→ Set task:
Look at the entries below and reproduce them exactly.

* Start *

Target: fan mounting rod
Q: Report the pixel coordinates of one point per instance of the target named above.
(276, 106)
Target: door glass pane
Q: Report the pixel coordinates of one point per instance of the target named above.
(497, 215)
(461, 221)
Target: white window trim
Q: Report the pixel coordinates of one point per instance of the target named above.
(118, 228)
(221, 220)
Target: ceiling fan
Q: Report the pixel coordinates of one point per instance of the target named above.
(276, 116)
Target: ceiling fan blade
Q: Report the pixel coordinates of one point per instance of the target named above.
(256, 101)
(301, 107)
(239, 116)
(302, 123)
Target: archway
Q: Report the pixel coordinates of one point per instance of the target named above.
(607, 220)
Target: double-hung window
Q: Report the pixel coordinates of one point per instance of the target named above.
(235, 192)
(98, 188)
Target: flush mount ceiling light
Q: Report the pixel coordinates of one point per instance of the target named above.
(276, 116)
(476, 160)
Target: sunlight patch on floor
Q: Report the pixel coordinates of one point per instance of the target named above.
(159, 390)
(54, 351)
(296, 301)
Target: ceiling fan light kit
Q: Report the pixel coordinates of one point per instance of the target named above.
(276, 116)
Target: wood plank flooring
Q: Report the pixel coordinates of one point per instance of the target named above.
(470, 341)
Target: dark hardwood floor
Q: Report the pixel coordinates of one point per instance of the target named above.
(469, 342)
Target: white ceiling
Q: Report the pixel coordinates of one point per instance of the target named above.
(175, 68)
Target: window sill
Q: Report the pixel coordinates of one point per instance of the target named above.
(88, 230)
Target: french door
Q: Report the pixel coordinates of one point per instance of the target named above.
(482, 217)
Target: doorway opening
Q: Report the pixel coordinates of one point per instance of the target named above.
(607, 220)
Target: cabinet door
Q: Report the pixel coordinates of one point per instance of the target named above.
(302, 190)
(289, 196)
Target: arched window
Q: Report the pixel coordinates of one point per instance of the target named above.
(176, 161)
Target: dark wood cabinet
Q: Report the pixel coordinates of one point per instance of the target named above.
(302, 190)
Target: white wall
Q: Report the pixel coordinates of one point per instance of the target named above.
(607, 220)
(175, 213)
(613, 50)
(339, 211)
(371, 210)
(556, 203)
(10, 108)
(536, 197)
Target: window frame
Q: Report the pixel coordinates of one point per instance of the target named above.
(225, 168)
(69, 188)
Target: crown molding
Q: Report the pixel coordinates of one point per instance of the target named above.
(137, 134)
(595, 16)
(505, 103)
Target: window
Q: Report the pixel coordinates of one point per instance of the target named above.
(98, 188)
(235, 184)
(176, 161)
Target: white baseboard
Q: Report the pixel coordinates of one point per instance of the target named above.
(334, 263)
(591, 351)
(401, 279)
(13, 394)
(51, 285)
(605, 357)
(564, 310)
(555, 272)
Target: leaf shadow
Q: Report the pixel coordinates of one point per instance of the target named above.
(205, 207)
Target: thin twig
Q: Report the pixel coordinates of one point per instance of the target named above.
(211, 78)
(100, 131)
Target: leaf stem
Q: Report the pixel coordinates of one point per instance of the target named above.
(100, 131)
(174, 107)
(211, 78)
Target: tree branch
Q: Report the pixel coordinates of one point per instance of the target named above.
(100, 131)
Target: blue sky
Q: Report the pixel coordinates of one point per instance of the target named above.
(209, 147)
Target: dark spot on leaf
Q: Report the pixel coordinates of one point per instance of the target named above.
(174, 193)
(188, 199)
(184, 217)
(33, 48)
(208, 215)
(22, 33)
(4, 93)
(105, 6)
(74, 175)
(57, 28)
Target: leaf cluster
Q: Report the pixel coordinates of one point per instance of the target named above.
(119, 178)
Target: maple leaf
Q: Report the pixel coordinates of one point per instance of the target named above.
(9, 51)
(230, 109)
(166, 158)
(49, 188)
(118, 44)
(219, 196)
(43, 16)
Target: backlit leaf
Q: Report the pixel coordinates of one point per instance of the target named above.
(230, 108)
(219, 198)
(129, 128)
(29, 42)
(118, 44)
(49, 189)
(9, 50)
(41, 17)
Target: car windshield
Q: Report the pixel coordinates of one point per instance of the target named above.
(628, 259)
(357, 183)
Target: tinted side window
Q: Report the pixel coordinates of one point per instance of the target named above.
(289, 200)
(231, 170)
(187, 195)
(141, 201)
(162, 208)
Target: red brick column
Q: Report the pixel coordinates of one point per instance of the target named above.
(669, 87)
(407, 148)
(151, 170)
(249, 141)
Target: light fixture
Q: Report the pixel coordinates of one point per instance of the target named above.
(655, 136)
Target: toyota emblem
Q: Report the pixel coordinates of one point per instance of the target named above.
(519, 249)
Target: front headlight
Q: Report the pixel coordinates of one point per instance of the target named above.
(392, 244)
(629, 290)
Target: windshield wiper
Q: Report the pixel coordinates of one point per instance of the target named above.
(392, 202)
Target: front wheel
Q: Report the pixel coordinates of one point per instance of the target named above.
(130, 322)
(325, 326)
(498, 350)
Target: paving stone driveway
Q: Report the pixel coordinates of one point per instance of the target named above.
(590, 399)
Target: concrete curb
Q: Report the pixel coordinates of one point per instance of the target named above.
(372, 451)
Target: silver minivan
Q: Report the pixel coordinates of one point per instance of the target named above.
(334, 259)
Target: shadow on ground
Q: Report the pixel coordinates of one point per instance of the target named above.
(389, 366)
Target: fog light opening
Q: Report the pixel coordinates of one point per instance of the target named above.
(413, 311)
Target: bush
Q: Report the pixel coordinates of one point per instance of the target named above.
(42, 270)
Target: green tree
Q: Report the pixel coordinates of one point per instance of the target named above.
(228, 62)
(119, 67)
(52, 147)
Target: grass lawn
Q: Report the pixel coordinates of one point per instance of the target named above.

* End *

→ Response to the exercise:
Target: fan mounting rod
Q: Report the pixel coordinates of one point per instance of the target named above.
(276, 106)
Target: door glass pane
Q: Report the pixel coordinates of one point per instance of the target named above.
(497, 215)
(461, 221)
Target: white window trim
Q: Report the pixel coordinates of one point per instance of the target named above.
(118, 228)
(221, 220)
Target: ceiling fan
Q: Report the pixel coordinates of one point per instance of the target named above.
(276, 116)
Target: ceiling fan blade
Q: Report the pixel coordinates of one point per instance of the target named above.
(256, 101)
(301, 107)
(239, 116)
(302, 123)
Target: archway
Q: Report the pixel coordinates of one point per instance of the target named above.
(607, 220)
Target: double-hung window
Q: Report the pixel coordinates of one point per instance of the target named above.
(235, 192)
(98, 188)
Target: flush mount ceiling light
Q: Report the pixel coordinates of one point per instance of the target named above.
(276, 116)
(476, 160)
Target: sunlight patch on floor
Q: Report the pixel coordinates of one point per instance of the target named above.
(159, 390)
(54, 351)
(296, 301)
Target: ceiling fan light kit
Q: Report the pixel coordinates of one point per instance of the target named above.
(276, 116)
Target: wood plank flooring
Q: Report the pixel coordinates of one point per instance of the target named above.
(470, 341)
Target: dark hardwood floor
Q: Report the pixel coordinates of one point per instance of the target named above.
(469, 342)
Target: white ceiling
Q: Report the pixel coordinates of one point per instance of the target named above.
(175, 68)
Target: window sill
Q: Report the pixel coordinates of one point per instance of the target named above.
(88, 230)
Target: french door
Q: Report the pixel coordinates of one point per instance of the target named above.
(482, 217)
Target: doorway opening
Q: Report the pixel coordinates of one point per instance of the target named above.
(607, 220)
Target: cabinet door
Q: Report the pixel coordinates of one point per instance of the target named above.
(302, 190)
(289, 196)
Target: arched window
Q: Report the pixel coordinates of one point per instance of the target named above.
(176, 161)
Target: dark wood cabinet
Q: Report the pixel coordinates of one point per instance of the target named above.
(302, 190)
Target: white wall
Q: Report the pixel coordinates of one point per instance of the target named above.
(607, 220)
(175, 213)
(613, 50)
(339, 211)
(371, 210)
(556, 203)
(10, 108)
(536, 197)
Target: window frame
Q: Report the pixel coordinates of one point per instance of the target named above.
(225, 168)
(69, 188)
Target: crown molding
Q: Report the pixel coordinates of one point per instance of the target named above.
(137, 134)
(595, 16)
(505, 103)
Target: window
Q: Report the pixel coordinates of one point per instance of the target named above.
(98, 188)
(235, 184)
(176, 161)
Target: white baseboard
Q: Report the pixel coordinates of one point per instance of the target named above.
(334, 263)
(591, 351)
(401, 279)
(13, 394)
(51, 285)
(605, 357)
(564, 310)
(555, 272)
Target: leaf shadow
Q: Report the pixel coordinates of one point per instance of the target named above.
(205, 207)
Target: thin twig
Q: Report the pixel coordinates of one point per instance of the target named above.
(211, 78)
(100, 131)
Target: leaf stem
Q: Report the pixel coordinates of one point per instance of the target named above.
(100, 131)
(174, 107)
(211, 78)
Target: tree branch
Q: Report the pixel coordinates of one point per instance of the target named above.
(100, 131)
Target: blue sky
Q: Report the pixel coordinates of one point per instance of the target named above.
(209, 147)
Target: dark spot on leaf
Q: Report the pixel coordinates of one point per instance of the target named above.
(174, 193)
(188, 199)
(184, 217)
(33, 48)
(208, 215)
(22, 33)
(4, 93)
(105, 6)
(74, 175)
(57, 28)
Target: leaf cluster
Q: Report the pixel coordinates of one point per instance of the target named above.
(119, 178)
Target: maple leaf
Q: Report the pixel coordinates of one point per instance of the target named above.
(9, 51)
(230, 109)
(166, 158)
(49, 188)
(118, 44)
(219, 196)
(43, 16)
Target: backlit leaf
Q: Report the pixel coordinates of one point per instance of the target named above.
(230, 108)
(219, 198)
(129, 128)
(29, 42)
(118, 44)
(49, 189)
(9, 50)
(41, 17)
Target: car windshield
Q: Report the pixel coordinates of one point per instance of the target named above.
(628, 259)
(357, 183)
Target: tinted side window
Q: Report the pixel coordinates of one point per instance of the target named above.
(289, 200)
(231, 170)
(187, 195)
(141, 201)
(162, 208)
Target: red brick column
Q: Report the pixel coordinates of one point per instance of the target named above.
(669, 87)
(407, 148)
(151, 170)
(249, 141)
Target: light fixture
Q: Report the pixel coordinates of one point per instance of the target named above.
(655, 136)
Target: toyota emblem
Q: Report the pixel coordinates of one point per instance of the target named above.
(519, 249)
Target: front headlight
Q: Report the pixel coordinates of one point per instance of the target named above.
(392, 244)
(629, 290)
Target: windshield wiper
Q: Report the pixel coordinates of one point per instance of the target named above.
(392, 202)
Target: front wheel
Q: Report the pixel coordinates of one point per instance of the target named above.
(130, 322)
(325, 326)
(498, 350)
Target: paving stone driveway
Q: Report the pixel coordinates of one point per instance of the target named above.
(590, 399)
Target: concrete curb
Q: Report the pixel coordinates of one point per instance of the target named above.
(372, 451)
Target: silver minivan
Q: Report the pixel coordinates of one point per instance of the target named above.
(334, 259)
Target: shadow on ground
Q: Report the pixel coordinates of one point per instance of the target named above.
(389, 366)
Target: fog light opening
Q: Report the pixel coordinates of one point per instance of the target named above.
(413, 311)
Target: bush
Q: Report the pixel coordinates of one point per instance of the target named above.
(42, 270)
Target: green tree
Q: Report the pixel coordinates of one point per instance of the target named above.
(228, 62)
(119, 67)
(52, 147)
Target: grass lawn
Q: Report the pixel coordinates of one point per instance of the target named above.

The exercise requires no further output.